_Document_.
BEGIN

Aerial arts encompasses a wide range of disciplines including silks, trapeze (static and flying), hoop (or lyra), rope, harness dance and wall running to name just a few. All of these disciplines require both physical and psychological preparedness and ensuring you are aware of the needs of your body, your discipline and your training requirements, to reduce the risk of sustaining an injury.

 

Following conversations with Artistic Director of All or Nothing Aerial Dance Theatre, Jennifer Patterson; and feedback from the Dissecting Aerial symposium in January 2018 by Lindsey Butcher, Artistic Director of Gravity and Levity; this symposium chose to focus predominantly on training physical fitness in preparation for taking flight. This included discussions of hypermobility and how to ensure strength and stability through range of motion in the air, as well as weight bearing on hypermobile joints.

 

Discussions also explored the importance of utilising the correct muscles for movement, rather than overcompensating with one muscle group, therefore delaying the onset of fatigue. For example using only the upper body to climb a rope or silk.

 

The practical aspect of the afternoon focused on warming up and cooling down, to ensure the body and mind are prepared to take to the apparatus. The workshop culminated in proprioceptive awareness training during inversion and aerial conditioning, All or Nothing Aerial Dance Theatre provided several pieces of apparatus to ensure each individual could apply this to their own specific discipline. 

 

 Some interesting discussions arose around pain tolerance in aerial arts and the importance of being able to identify the difference between "good pain" and "bad pain". This discussion also arose during the Dissecting Aerial Symposium with Gravity and Levity in January 2018, so certainly an area for further debate.

 

 

As injury prevalence and training research begins to progress in aerial arts and the wider circus arts field, it is important to consider whether, as in dance, we are prepared for the demands of performance. There is much to be learned from other disciplines, and we hope to continue these conversations at future events, including the next Dissecting Aerial Symposium with Gravity and Levity, 19 and 20 January 2019 at The Point, Eastleigh and the One Dance UK Conference Season, 24 and 25 November, Leeds.

END

Labeled-object pointing entries
BEGIN

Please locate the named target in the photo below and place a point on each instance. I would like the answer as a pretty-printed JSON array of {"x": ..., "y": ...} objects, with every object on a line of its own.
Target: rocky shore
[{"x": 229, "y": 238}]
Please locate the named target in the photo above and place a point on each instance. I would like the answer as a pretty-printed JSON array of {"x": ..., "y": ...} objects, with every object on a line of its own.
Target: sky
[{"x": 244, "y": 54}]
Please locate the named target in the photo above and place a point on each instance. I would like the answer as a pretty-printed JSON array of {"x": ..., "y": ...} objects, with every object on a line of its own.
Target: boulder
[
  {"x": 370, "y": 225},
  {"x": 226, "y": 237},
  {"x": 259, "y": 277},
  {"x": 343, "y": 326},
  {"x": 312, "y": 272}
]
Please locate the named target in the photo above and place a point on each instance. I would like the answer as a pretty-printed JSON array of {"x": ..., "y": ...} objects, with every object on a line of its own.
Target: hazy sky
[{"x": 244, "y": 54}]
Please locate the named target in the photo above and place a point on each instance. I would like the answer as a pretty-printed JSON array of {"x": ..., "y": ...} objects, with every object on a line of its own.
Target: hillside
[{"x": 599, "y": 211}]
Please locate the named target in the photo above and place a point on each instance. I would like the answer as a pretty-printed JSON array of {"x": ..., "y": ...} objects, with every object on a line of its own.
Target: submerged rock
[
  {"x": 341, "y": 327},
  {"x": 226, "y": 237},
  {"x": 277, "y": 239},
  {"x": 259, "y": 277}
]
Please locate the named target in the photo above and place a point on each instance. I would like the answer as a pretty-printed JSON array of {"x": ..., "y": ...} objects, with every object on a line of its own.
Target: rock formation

END

_Given instruction_.
According to the aerial arts text, when and where will the next Dissecting Aerial Symposium with Gravity and Levity take place?

_The response_.
On 19 and 20 January 2019 at The Point, Eastleigh.